[[ Excerpt to read, beginning ]]

Now that he sits behind the hiring desk, he’s making a concerted effort to hire formerly incarcerated employees, by partnering with organizations like Next Level Empowerment and New Haven Reentry Roundtable.
There are 15 employees in total at the Nautilus dispensary. Vega said that half of those employees have been “justice impacted.”
The opening of Vega’s cannabis dispensary on Saturday comes as the Board of Alders has capped the number of recreational cannabis dispensaries allowed in New Haven at five. Vega, who started his dispensary business with financial backing from private equity firm Merida Capital Holdings, won City Plan Commission permission to open his new dispensary back in January 2023.
Vega’s push to hire formerly incarcerated workers for his dispensary also comes after Gov. Ned Lamont signed a “Clean Slate” law in 2023 that automatically cleared thousands of low-level cannabis convictions from criminal records of residents across the state.
Vega’s friends flocked to the Amity Road dispensary on Saturday to celebrate the business’s launch. “I’ve been along this journey for a long time,” said Joe LaChance. He and Vega co-host the radio show Cannabis Corner on WNHH FM radio. They interview legislators, business owners, growers, and activists to share “the voice of the cannabis industry,” according to LaChance. This March marks the show’s seven-year anniversary.
Other members of Connecticut’s cannabis industry also joined the festivities. “Where else would we be when he opened his doors?” said cannabis geneticist Lou Pino, who met Vega through activist organizing. Pino works with caregivers and founded the event company Gene Traders to educate cultivators on the cannabis strains that work best for specific health conditions.
Joseph Accettullo, co-founder of Highbazaar and CT CannaWarriors, also showed up to Saturday’s opening to support Vega and Nautilus Botanicals. “I live with a passion for life and helping others that I never had until I really entrenched myself within the cannabis ethos and community,” said Accettullo.
That commitment to community echoes in Nautilus’ walls. Each month new artwork from New Haven residents will display in the shop. The current exhibit features paintings by Westville-based artist Shady Dankin. Vega encourages artists interested in sharing and selling their artwork at the store to reach out to him.
In addition to supporting the community and Vega, Duncan Markovich came to endorse the small business’s patient-oriented spirit. He said that since legalization, the current landscape has prioritized big corporate money above the well-being of individuals. This, according to Markovich, leads to lower quality products and less accessibility for small business owners. “Patients over profits. The plant is a healing concept which is greater than any one of us or any one brand,” said Markovich.
Markovich, Accettullo, and Pino are all politically involved and are urging state legislatures to pass Proposed House Bill No. 5429: An Act Concerning Caregivers, Qualifying Patients And The Palliative Use Of Cannabis, which would allow medical cannabis caregivers to enter the cultivation market more easily on a small scale. “I think the state just needs to really start to listen to its community and other professionals that are in it for the right reasons,” said Accettullo.

[[ Excerpt to read, end ]]
[[ Data section, beginning ]]

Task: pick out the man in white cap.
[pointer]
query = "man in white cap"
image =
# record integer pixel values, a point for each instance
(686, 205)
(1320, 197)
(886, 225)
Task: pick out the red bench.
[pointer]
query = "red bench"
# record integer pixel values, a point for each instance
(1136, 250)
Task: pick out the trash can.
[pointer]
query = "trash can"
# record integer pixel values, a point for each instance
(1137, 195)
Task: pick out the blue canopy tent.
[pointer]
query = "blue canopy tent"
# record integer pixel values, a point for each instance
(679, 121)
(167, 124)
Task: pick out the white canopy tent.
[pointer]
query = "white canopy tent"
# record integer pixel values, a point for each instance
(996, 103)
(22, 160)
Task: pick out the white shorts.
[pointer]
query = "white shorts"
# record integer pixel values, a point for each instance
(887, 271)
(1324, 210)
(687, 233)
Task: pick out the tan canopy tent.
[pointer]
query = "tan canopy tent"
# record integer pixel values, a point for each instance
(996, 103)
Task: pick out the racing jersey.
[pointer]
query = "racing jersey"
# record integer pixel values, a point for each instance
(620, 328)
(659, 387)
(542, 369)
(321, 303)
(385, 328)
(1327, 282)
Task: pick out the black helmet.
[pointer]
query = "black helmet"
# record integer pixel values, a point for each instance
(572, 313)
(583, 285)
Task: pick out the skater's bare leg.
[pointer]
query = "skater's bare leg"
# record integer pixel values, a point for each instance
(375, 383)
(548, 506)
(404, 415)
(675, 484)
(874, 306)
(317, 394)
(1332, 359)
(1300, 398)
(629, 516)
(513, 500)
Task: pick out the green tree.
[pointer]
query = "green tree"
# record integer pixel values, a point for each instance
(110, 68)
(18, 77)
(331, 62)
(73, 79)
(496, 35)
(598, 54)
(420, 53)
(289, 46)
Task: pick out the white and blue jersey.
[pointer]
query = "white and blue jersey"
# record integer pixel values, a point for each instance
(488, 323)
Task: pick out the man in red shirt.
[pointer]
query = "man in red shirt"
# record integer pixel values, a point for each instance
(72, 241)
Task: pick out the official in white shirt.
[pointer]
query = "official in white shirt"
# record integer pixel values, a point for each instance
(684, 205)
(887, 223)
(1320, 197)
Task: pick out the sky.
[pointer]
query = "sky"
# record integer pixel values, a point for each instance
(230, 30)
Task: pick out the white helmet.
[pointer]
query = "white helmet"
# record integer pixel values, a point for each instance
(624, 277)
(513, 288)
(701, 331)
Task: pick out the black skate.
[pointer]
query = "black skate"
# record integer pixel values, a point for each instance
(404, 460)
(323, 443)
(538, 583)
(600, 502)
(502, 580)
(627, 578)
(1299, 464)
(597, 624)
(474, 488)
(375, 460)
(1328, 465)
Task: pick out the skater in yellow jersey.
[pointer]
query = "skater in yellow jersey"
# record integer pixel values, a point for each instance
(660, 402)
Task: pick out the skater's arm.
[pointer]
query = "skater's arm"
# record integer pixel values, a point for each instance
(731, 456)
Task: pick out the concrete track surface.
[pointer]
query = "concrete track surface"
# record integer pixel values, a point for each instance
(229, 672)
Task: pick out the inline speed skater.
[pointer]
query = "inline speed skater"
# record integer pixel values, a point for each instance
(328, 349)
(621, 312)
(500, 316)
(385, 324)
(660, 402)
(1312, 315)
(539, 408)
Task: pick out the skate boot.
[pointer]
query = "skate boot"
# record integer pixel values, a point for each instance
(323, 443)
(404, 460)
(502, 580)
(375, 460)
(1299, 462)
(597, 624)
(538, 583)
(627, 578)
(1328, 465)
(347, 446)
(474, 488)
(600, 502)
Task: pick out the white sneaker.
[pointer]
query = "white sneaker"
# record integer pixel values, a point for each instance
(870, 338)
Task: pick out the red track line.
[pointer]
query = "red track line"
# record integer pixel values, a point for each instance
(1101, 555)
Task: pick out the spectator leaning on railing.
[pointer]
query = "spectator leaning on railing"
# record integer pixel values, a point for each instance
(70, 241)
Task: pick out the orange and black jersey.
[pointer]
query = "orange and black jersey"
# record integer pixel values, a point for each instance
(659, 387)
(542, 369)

[[ Data section, end ]]

▶ **Work instruction A**:
From the article on the dispensary opening, list every person other than Vega who is described as coming to Saturday's launch.
▶ **Work instruction B**:
In the article on the dispensary opening, how many recreational cannabis dispensaries has the Board of Alders allowed in New Haven?

▶ **Task result A**:
Joe LaChance, Lou Pino, Joseph Accettullo, Duncan Markovich

▶ **Task result B**:
Five.